*Instructions to follow*: Two lines below mark the span: the one containing "Would you kindly pick out the red sedan" and the one containing "Would you kindly pick out the window". Set down both, plus every line between, exactly as they stand, and nothing else.

*Data for the task*:
*** Begin section ***

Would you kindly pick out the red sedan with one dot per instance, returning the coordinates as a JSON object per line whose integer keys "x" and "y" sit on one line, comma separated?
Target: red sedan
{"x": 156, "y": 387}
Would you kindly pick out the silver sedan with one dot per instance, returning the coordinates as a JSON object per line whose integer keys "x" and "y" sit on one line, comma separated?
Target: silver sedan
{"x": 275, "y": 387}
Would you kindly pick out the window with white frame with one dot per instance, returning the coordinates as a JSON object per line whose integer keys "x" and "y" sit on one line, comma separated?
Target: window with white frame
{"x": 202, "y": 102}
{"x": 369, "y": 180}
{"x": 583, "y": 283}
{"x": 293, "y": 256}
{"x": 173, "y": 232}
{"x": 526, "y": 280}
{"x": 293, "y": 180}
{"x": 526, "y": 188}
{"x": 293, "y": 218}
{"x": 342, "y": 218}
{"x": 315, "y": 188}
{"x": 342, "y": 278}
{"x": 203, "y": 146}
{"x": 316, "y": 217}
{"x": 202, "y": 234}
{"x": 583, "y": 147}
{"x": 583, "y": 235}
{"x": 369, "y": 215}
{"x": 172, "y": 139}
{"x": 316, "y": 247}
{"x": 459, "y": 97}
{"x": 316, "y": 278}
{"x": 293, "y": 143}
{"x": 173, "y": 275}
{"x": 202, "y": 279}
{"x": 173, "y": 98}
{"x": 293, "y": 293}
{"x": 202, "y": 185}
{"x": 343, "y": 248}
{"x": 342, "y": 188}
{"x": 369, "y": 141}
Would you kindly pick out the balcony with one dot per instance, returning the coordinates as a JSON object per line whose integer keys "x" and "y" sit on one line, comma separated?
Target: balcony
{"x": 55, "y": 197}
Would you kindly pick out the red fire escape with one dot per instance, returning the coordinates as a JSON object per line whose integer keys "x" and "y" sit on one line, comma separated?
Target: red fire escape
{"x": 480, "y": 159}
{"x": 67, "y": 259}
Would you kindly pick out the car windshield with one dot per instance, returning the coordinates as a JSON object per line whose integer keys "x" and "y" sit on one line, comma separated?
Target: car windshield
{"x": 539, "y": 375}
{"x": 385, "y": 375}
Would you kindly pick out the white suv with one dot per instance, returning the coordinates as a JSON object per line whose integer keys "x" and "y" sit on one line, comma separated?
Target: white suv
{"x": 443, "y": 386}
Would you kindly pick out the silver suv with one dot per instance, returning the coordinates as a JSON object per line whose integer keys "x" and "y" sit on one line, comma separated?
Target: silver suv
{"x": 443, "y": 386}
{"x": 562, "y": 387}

*** End section ***
*** Begin section ***

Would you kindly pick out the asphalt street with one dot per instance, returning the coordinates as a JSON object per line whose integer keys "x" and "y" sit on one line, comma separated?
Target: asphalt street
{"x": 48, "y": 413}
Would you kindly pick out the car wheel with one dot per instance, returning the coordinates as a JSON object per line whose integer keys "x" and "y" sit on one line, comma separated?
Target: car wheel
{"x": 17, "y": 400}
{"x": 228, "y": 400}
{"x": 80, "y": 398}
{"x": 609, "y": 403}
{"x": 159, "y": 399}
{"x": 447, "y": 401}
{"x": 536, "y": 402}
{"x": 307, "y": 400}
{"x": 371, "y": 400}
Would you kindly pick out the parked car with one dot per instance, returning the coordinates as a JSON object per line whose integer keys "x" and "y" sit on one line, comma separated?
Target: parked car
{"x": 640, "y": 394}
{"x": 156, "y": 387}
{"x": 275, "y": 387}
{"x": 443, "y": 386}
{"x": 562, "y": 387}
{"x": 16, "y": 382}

*** End section ***
*** Begin section ***

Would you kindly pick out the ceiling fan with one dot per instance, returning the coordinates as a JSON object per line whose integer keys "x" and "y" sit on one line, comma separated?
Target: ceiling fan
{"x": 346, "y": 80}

*** End section ***

*Response to the task*:
Would you kindly pick out the red sedan with one dot per instance, returning the coordinates as a JSON object per line whose integer keys "x" and "y" sit on one line, comma separated?
Target: red sedan
{"x": 156, "y": 387}
Would you kindly pick out the silver sedan with one dot per instance, returning the coordinates as a JSON object per line whose integer keys "x" and "y" sit on one line, comma separated?
Target: silver sedan
{"x": 275, "y": 387}
Would you kindly pick out the window with white frame with one dot per instance, returning the coordinates as a JSON object per line whose integer keys "x" and "y" sit on one line, comma separated?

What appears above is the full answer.